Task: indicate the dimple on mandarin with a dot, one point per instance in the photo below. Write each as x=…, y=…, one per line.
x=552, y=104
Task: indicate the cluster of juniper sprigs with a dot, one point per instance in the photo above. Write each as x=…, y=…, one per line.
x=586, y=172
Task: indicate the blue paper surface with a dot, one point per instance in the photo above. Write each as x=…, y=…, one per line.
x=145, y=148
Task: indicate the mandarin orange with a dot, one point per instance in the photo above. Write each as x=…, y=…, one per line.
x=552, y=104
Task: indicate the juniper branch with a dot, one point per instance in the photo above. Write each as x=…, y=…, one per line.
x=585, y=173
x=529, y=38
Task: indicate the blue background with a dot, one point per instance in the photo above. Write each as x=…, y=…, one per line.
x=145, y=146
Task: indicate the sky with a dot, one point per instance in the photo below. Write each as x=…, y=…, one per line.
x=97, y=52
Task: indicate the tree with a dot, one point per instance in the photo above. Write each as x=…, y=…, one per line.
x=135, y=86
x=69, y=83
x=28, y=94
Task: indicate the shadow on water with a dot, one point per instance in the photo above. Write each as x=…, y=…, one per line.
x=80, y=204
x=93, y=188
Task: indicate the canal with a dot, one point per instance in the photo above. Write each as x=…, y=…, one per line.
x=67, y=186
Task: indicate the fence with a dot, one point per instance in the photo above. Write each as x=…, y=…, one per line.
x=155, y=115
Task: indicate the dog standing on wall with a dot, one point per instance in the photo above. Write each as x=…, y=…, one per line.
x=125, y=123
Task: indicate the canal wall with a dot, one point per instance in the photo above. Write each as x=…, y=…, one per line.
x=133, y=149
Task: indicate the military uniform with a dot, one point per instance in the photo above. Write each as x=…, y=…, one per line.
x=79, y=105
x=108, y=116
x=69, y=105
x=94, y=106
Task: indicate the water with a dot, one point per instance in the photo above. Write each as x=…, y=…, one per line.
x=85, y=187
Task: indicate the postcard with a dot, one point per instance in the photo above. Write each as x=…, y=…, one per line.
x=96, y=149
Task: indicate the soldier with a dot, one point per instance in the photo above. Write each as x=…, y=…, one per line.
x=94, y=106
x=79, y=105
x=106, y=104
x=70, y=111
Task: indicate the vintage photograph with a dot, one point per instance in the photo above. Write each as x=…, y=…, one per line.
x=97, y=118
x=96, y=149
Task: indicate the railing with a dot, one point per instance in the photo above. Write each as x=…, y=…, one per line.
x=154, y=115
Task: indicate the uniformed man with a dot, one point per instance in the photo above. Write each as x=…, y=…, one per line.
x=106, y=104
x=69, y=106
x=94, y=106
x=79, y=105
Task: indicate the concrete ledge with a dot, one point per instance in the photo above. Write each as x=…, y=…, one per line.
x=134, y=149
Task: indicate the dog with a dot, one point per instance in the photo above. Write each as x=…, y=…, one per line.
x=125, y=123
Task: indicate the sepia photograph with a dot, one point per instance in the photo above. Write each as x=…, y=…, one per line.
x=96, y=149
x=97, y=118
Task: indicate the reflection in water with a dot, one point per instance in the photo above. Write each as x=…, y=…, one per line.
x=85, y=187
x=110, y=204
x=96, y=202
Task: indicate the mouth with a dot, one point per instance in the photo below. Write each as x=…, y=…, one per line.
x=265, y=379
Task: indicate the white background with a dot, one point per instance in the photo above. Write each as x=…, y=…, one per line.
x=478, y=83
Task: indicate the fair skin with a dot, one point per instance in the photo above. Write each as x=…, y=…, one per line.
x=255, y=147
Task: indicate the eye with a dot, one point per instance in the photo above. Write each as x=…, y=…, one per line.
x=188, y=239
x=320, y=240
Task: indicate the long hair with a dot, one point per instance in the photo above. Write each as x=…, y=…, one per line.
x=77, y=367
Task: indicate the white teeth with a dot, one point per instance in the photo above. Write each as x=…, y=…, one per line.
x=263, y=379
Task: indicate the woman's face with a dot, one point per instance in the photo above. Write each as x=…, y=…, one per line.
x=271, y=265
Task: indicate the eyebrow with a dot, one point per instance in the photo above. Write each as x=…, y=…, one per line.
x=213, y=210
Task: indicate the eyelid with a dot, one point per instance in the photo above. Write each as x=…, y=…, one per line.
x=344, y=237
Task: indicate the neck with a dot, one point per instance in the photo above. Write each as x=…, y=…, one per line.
___
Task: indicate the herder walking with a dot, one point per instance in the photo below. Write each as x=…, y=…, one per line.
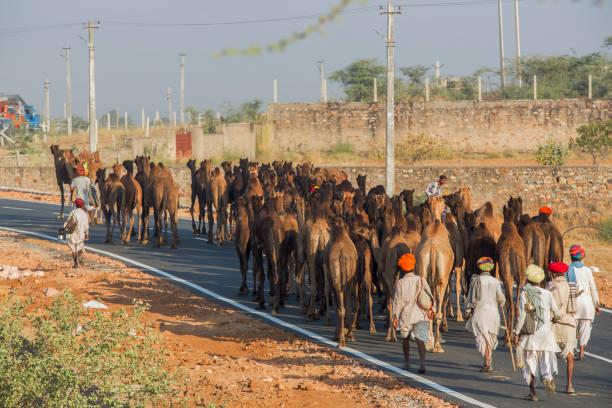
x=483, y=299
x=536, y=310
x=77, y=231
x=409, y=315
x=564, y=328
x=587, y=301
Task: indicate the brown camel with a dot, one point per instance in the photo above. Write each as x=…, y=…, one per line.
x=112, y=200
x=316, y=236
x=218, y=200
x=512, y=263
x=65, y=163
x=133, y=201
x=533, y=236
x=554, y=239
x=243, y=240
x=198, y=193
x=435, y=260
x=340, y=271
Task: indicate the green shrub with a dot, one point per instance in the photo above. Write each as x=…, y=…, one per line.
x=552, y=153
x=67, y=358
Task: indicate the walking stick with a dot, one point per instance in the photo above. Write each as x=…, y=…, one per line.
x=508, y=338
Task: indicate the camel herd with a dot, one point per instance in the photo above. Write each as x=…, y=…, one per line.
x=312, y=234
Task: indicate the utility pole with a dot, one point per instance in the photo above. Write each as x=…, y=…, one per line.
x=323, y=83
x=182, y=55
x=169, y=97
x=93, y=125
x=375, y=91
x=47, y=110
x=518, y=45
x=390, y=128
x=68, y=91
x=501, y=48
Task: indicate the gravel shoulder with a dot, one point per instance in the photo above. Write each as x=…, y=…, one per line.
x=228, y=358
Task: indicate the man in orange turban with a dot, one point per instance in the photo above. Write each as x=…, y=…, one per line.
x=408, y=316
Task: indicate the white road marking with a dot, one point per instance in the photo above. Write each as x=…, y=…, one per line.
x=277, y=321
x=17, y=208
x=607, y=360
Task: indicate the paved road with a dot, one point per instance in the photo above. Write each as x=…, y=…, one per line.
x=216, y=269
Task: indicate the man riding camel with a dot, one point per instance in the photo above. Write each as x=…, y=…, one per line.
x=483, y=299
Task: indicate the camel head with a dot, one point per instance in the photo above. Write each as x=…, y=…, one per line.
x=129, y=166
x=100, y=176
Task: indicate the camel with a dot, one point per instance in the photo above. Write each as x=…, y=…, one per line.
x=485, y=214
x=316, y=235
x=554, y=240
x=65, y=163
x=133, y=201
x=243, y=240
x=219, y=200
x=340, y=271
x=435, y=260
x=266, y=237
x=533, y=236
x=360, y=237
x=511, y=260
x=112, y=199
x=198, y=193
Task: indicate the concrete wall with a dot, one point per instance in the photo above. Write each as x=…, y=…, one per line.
___
→ DIRECTIONS FOR THIS TASK
Within the material above, output exactly the lines from the one with "Task: indicate the camel with" through the one with "Task: indicate the concrete wall", end lines included, and nothing besides.

→ SOLVED EXERCISE
Task: indicate the camel with a dot, one point per instance in the photo above. Write each as x=…, y=…, one per line.
x=485, y=214
x=316, y=235
x=554, y=240
x=65, y=163
x=133, y=201
x=243, y=240
x=219, y=200
x=340, y=271
x=435, y=260
x=266, y=237
x=533, y=236
x=360, y=237
x=511, y=260
x=112, y=199
x=198, y=193
Task: indicate the concrete wall with a dot, one point per instance in the photo above. Write each as x=…, y=…, one per line.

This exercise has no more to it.